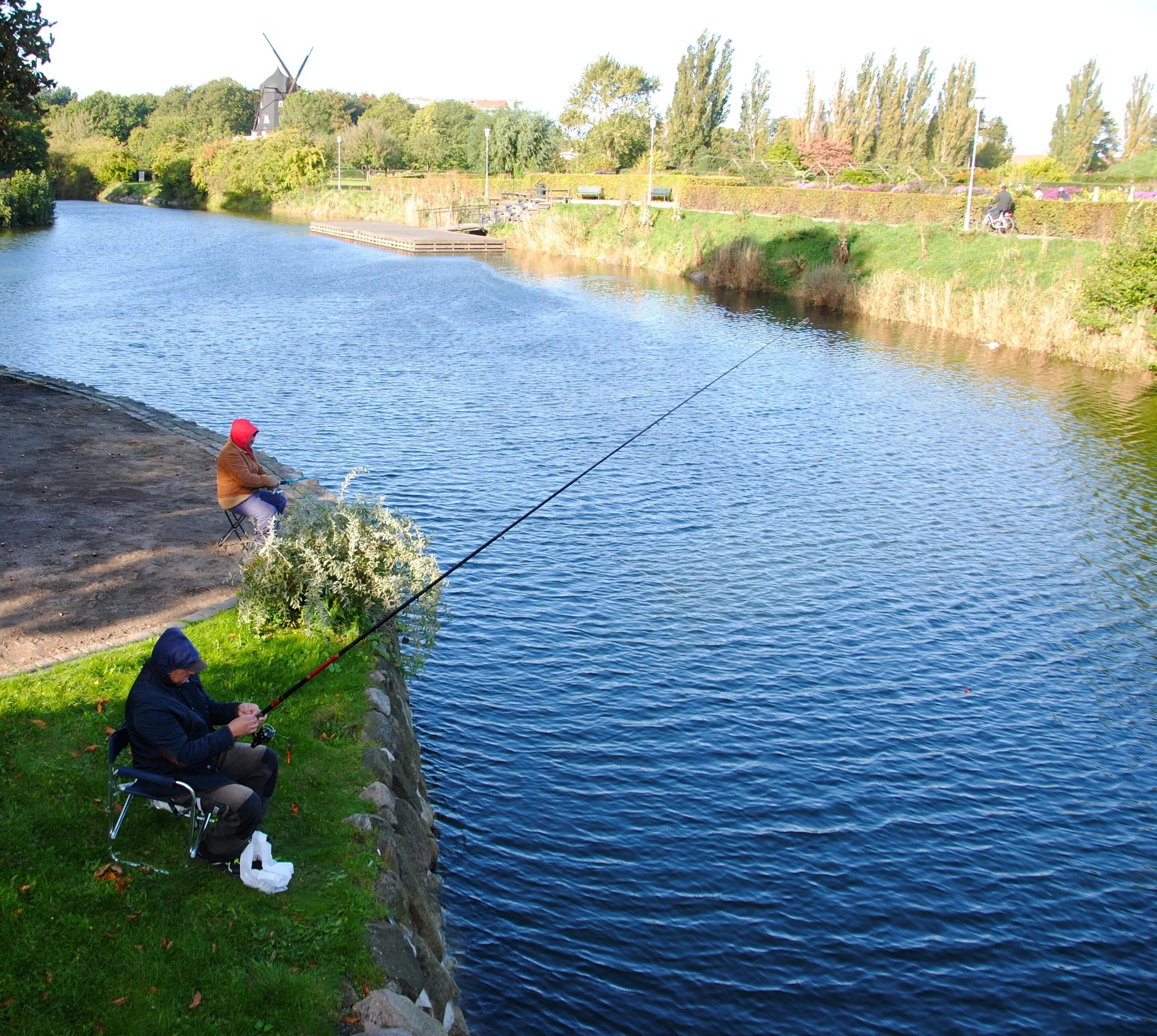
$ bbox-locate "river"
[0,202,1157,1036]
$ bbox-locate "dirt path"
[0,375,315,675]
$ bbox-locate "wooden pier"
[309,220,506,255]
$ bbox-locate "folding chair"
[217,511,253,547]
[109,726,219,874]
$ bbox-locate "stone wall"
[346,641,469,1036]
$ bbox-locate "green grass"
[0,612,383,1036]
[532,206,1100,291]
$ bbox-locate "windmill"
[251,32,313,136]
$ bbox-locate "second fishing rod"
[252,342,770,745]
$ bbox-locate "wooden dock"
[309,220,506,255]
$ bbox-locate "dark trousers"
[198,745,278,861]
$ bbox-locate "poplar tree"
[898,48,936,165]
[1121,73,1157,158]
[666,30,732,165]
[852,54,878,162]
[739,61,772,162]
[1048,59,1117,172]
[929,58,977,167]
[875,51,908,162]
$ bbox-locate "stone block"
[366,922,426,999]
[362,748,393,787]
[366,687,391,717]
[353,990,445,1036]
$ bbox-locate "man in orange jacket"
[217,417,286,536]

Exercise description >> Please identify each line in the records above that contains the word "stone", and copy those lines.

Final result >>
$ bbox-locate "stone wall"
$ bbox-locate "stone block"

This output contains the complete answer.